Please copy down the items below word for word, starting at the line that contains "of the balcony" and ending at the line that contains "<point>97,16</point>", with both of those lines included.
## BEGIN Extracted data
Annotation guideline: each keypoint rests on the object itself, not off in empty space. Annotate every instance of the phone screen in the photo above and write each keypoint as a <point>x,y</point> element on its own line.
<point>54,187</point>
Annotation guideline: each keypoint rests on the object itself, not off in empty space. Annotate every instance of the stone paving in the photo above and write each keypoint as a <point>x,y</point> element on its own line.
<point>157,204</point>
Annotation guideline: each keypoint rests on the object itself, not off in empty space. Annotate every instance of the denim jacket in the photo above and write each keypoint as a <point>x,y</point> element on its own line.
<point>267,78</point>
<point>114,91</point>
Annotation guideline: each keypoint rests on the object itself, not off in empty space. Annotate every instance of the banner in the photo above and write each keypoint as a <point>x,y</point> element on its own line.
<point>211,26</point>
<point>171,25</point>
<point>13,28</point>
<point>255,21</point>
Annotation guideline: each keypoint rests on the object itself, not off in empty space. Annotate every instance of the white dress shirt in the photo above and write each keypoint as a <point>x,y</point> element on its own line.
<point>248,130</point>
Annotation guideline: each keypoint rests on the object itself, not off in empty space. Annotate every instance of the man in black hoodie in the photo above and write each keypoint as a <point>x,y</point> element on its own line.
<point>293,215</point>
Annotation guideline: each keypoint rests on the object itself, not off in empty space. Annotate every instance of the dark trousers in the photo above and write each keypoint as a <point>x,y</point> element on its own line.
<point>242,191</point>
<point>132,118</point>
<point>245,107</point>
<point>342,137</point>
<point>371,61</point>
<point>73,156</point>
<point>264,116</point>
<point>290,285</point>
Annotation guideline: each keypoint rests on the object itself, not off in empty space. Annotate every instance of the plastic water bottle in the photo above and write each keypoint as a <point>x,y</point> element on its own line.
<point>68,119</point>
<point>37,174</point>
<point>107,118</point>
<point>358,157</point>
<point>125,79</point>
## END Extracted data
## BEGIN Extracted data
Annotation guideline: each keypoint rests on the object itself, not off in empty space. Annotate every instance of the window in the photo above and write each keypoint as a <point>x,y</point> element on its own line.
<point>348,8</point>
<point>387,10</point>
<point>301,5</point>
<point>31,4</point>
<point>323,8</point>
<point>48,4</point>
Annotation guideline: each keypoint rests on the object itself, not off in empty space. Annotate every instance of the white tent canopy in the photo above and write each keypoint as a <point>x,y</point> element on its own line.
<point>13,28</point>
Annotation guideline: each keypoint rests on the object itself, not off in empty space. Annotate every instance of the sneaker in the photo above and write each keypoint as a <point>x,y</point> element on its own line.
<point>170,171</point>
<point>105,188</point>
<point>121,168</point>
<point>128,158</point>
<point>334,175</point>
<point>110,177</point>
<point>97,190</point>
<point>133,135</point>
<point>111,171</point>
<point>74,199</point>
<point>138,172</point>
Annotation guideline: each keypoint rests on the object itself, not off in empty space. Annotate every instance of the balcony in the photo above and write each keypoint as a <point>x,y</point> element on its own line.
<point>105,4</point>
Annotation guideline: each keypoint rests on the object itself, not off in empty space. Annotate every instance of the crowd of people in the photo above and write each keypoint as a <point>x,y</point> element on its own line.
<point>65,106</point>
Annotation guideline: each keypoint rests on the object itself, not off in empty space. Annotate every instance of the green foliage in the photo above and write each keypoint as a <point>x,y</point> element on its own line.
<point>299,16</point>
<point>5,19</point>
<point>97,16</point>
## END Extracted data
## Output
Annotation guideline: each keypoint rests on the object itself, not off in empty space. Annotate every instance of the balcony in the photo above and write each keypoint as a <point>x,y</point> element on its own line.
<point>105,4</point>
Annotation guideline: each keypoint rests on the object itself, not off in empty space. Annotate every instance of the crowd of people in the photo above and write each keypoint as a <point>x,y</point> element on its own line.
<point>65,106</point>
Annotation guideline: each keypoint rests on the object itself, not off in empty space. Annotate every instance of the green foliage in the photo above and write each keypoint as a <point>x,y</point> element on its own line.
<point>299,16</point>
<point>5,19</point>
<point>97,16</point>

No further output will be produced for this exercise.